Assignment 1 —
Translate this sentence from the blog post on genetically modified apples into Spanish: "Misshapen fruit is still good to eat."
Assignment 2 —
Pick up the blog post on genetically modified apples and bees after its last sentence and keep writing in the same first-person voice.

Tuesday, November 30, 2010

Why I May Move Back to Europe

I enjoy innkeeping. I like life in the USA. It's great to be able to walk at the ocean whenever I feel like it. I really do not want to be obliged to move back to Europe, yet daily news makes me wonder if that option will not soon become the most attractive choice ...

Yesterday, on NECN, I heard about plans for genetically modified apples, apples, which will look appetizing forever. The underside of the introduction of Frankenfruit into our food supply will be that a GMO apple a day may not keep the doctor away. Oh, no, not at all. Consumption of GMO apples will probably send us all running to doctors with major health problems. In France, and in Sweden, two countries with which I am familiar, people buy and consume apples that would have been discarded before leaving an American orchard. Do Americans really demand immaculate fruit or is this another crazy industry idea? I think we need to change this mentality, not modify apples so they look forever fresh. Misshapen fruit is still good to eat.

Not only are GMOs bad for human consumption. They appear to be bad for bees, too. Our food supply needs pollinators if we are to survive. We are all wondering why bees are dying and now here is an article that suggests some scary reasons. Why is no one in our government paying attention?

Recorded information —
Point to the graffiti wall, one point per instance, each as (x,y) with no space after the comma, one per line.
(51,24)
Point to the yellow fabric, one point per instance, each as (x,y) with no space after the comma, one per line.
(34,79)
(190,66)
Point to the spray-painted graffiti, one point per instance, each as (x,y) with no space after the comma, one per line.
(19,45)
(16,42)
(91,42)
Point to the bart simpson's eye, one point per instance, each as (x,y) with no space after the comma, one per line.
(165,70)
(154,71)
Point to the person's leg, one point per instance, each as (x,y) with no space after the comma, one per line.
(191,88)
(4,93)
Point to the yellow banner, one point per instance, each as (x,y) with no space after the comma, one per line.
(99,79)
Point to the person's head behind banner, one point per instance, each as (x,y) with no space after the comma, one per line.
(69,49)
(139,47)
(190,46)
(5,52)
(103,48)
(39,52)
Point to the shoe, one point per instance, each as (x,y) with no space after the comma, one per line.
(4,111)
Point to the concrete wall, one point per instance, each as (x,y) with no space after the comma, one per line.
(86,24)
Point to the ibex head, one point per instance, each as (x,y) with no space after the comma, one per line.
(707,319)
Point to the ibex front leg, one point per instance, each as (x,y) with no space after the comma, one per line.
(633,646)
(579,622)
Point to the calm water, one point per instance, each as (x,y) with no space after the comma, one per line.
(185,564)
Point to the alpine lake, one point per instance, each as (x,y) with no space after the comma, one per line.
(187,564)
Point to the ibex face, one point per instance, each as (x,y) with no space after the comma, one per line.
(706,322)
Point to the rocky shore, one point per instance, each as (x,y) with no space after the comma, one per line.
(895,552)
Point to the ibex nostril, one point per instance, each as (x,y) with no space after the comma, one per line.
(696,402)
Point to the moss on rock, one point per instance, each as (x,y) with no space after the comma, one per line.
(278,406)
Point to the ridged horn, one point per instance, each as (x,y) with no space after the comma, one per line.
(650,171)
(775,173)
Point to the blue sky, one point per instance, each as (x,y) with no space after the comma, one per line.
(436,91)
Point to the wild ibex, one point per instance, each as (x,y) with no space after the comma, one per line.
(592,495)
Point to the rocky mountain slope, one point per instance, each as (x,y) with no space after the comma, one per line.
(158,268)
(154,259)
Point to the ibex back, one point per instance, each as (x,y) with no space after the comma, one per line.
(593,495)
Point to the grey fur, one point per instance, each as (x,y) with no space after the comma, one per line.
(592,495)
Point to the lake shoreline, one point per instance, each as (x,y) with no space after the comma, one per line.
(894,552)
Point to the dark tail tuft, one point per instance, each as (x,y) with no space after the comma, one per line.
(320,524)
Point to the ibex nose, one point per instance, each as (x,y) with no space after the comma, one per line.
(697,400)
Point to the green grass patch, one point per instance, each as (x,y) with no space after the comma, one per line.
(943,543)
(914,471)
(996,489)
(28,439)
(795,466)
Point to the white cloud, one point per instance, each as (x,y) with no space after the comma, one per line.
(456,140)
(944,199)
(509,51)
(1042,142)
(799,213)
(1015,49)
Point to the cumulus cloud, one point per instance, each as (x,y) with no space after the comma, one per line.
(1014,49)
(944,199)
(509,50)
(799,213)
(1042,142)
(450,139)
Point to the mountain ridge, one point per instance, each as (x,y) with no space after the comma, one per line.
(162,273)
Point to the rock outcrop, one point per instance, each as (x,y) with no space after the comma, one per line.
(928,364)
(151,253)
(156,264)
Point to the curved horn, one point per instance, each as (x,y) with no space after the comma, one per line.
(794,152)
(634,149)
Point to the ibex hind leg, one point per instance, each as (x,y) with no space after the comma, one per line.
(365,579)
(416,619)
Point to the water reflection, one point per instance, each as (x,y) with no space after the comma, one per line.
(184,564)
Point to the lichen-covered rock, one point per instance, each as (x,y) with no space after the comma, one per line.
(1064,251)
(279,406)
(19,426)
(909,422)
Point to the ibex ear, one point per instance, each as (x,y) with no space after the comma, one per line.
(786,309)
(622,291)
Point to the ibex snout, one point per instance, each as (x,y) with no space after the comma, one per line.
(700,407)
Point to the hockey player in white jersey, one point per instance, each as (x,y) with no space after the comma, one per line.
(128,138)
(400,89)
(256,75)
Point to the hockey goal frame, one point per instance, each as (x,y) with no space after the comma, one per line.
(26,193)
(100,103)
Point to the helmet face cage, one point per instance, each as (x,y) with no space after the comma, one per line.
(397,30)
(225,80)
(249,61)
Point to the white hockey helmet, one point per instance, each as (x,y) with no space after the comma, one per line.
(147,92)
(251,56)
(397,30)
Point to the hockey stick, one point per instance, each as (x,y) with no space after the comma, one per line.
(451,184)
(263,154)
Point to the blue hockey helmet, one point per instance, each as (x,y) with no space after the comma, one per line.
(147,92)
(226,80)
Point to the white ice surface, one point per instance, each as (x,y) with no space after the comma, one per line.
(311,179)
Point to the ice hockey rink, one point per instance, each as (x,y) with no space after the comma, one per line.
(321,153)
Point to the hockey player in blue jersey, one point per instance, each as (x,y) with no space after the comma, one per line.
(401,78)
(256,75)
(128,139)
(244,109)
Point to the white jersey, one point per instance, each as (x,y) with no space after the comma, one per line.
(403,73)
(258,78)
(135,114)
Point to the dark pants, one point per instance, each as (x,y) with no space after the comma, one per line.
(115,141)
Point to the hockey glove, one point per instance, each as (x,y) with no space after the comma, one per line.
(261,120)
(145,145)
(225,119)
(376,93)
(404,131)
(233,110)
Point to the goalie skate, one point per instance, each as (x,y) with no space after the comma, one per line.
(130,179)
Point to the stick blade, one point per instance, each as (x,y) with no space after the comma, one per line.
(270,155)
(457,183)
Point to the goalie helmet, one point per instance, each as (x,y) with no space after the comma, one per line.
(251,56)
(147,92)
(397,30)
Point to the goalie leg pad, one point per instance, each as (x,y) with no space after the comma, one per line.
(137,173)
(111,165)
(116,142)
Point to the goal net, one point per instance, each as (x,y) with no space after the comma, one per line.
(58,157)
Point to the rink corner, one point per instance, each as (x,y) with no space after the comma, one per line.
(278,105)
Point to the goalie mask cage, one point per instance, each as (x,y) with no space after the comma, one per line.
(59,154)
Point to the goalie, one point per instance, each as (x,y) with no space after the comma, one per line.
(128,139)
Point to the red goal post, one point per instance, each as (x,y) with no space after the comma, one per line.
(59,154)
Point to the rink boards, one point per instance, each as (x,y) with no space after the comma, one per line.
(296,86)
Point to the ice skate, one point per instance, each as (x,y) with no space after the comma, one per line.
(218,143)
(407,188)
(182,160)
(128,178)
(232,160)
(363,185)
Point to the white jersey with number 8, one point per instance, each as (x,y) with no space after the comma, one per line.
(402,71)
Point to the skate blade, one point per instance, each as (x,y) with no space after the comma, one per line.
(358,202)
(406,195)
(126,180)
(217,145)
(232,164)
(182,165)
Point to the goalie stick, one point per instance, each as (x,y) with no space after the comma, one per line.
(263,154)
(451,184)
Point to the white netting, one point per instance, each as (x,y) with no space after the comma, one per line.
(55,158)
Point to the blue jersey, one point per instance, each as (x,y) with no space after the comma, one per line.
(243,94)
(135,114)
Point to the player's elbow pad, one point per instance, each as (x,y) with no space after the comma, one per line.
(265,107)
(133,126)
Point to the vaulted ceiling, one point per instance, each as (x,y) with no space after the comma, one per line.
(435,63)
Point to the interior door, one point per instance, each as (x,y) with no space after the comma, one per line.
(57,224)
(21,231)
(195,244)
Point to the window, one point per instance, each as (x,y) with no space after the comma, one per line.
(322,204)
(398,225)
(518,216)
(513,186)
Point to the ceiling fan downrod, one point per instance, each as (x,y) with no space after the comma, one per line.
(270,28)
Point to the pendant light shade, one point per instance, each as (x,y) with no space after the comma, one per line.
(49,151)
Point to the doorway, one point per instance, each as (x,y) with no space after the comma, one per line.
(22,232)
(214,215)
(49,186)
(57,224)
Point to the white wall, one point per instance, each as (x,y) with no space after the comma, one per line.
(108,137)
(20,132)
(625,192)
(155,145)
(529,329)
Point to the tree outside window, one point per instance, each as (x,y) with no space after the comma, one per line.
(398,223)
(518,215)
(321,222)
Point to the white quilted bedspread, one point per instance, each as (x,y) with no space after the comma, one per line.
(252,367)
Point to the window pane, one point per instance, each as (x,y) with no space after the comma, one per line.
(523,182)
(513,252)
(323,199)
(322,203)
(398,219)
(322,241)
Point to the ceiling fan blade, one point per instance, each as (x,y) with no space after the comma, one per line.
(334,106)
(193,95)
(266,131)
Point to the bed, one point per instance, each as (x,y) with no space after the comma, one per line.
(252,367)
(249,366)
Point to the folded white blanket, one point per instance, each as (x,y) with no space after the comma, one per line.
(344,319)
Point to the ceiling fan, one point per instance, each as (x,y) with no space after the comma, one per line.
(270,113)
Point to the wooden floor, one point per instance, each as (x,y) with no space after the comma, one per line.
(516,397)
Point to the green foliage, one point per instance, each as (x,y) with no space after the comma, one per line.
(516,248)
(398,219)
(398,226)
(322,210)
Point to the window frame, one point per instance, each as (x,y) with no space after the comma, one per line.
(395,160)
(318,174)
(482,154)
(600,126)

Response area 1 —
La fruta deforme sigue siendo buena para comer.

Response area 2 —
On Cape Cod, we continue our effort to stop the utility company from spraying herbicides under the power lines. (Read the latest report here.) Once herbicides enter the water supply, they remain in drinking water for generations, and we will all need to buy professional water filters if we intend to remain healthy.

I am stunned that profit and the chimera of a new national source of energy has deluded those in charge of public safety in Pennsylvania and New York, where shale drilling has not been stopped by the public outcry of citizens who have watched the documentary Gasland and realize the decision to inject toxic chemicals into the ground will pollute local drinking water. Pennsylvania's Office of Homeland Security has even put actor/activist Mark Ruffalo on a US terror advisory list. (In an historic vote yesterday, the New York State Assembly enacted a temporary ban on fracking, which will remain in effect until May 15, 2011.)

In a Yale Environment 360 interview this weekend, endocrine-disruption specialist Frederick vom Saal explains why BPA should be banned and why our government has not yet done so. Government institutions like the FDA and the EPA apparently lumber along, slothlike, and are not flexible enough to embrace research that contradicts antiquated science. Scientists have warned that even trace amounts of toxic chemicals can disrupt a hormone system. Last Thursday the European Union banned BPA in baby bottles. How long will it take for new research to influence current policy in the USA?

I have also been following the debate on the Food Safety bill, or rather, attempting to follow. The vote should take place today. As of last night, the Tester amendment was still in the bill. For those of you who are not familiar with S. 510, get a quick update from Michael Pollan and Eric Scholosser. (11 a.m. Update: S.510 PASSED the Senate 73 to 25 with Tester intact. Next the House has indicated it will accept the Senate version of the legislation. If so, the bill goes to President Obama for signature. Then the rulemaking phase begins where the legislation gets translated into FDA regulations. This is apparently a critical stage to make sure the provisions make it into the on-the-ground regulations.)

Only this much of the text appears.